• **Information shown**:

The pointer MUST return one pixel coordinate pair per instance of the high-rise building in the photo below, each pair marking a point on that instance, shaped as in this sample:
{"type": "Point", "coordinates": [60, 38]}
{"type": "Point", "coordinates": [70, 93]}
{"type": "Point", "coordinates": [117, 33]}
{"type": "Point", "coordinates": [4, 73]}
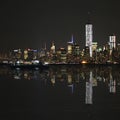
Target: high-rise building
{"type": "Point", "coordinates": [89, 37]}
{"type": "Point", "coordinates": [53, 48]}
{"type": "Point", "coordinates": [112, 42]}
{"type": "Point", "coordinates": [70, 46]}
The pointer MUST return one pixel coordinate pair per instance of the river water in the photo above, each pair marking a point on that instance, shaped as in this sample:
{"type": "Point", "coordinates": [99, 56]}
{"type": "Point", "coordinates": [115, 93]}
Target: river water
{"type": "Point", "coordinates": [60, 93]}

==

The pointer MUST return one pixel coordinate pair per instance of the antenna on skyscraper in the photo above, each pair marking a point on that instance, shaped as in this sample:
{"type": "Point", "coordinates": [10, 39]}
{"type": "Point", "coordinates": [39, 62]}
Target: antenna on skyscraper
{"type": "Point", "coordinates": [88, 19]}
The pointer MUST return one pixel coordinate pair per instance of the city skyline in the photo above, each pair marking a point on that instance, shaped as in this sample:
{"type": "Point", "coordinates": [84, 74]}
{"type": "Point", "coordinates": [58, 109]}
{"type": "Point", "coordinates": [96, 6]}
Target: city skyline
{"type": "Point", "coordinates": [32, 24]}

* * *

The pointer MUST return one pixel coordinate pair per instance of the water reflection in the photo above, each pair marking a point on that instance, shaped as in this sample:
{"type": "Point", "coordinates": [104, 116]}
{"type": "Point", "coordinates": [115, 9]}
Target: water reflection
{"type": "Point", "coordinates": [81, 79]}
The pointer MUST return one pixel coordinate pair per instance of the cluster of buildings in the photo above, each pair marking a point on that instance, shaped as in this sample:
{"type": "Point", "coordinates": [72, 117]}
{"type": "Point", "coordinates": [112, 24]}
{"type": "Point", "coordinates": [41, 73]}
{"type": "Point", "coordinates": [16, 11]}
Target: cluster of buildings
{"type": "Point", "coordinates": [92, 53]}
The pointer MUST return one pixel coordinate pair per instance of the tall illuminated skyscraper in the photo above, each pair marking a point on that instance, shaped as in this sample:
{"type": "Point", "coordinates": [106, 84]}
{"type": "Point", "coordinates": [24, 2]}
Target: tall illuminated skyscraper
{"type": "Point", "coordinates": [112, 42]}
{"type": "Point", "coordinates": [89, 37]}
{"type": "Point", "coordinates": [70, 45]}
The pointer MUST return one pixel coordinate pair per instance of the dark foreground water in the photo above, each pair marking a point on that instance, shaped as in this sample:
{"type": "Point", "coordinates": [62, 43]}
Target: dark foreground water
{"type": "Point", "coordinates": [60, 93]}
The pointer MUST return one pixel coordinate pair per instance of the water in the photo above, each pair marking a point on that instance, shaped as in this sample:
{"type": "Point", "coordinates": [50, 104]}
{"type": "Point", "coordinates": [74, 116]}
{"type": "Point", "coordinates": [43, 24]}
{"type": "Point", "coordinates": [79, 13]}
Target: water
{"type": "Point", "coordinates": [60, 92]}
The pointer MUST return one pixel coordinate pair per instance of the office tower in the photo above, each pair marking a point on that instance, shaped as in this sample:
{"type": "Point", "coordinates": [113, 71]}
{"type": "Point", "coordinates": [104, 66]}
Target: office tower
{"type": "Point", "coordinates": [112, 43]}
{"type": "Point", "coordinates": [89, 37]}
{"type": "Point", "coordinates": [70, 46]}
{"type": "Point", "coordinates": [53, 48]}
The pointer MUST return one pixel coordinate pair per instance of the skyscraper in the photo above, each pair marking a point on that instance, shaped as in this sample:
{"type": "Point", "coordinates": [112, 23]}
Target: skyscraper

• **To do**: Pull every line with the string "above" out of the material.

• **Response to this exercise**:
The pointer MUST return one pixel coordinate pair per instance of the river water in the photo above, each pair marking a point on that instance, shaped as in this sample:
The pointer MUST return one pixel coordinate pair per instance of the antenna on skyscraper in the photo above, each pair marking a point on that instance, shaped as in this sample:
The pointer MUST return one pixel coordinate pair per instance of the city skyline in the photo above, each pair marking a point on that instance, shaped as in this sample:
The pointer MUST return one pixel coordinate pair per instance of the water reflection in the photo above, each pair marking a point on that instance, shaped as in this sample:
The pointer MUST return one pixel coordinate pair per instance of the cluster of buildings in the photo above, each pair marking a point on that instance, shaped as in this sample:
The pointer MUST return one pixel coordinate pair per instance of the tall illuminated skyscraper in the photo above, each pair marking a point on that instance, shaped as in this sample:
The pointer MUST return one pixel coordinate pair per instance of the dark foreground water in the photo above, each pair marking a point on that instance, shaped as in this sample:
The pointer MUST return one pixel coordinate pair per instance of the water in the photo above, each pair marking a point on that instance, shaped as in this sample:
The pointer MUST return one pixel coordinate pair per instance of the office tower in the photo above, each pair marking a point on that instance, shaped as in this sample:
The pointer MUST return one pixel coordinate pair per instance of the skyscraper in the photo above, each pair marking a point on that instance, shaped as in this sample:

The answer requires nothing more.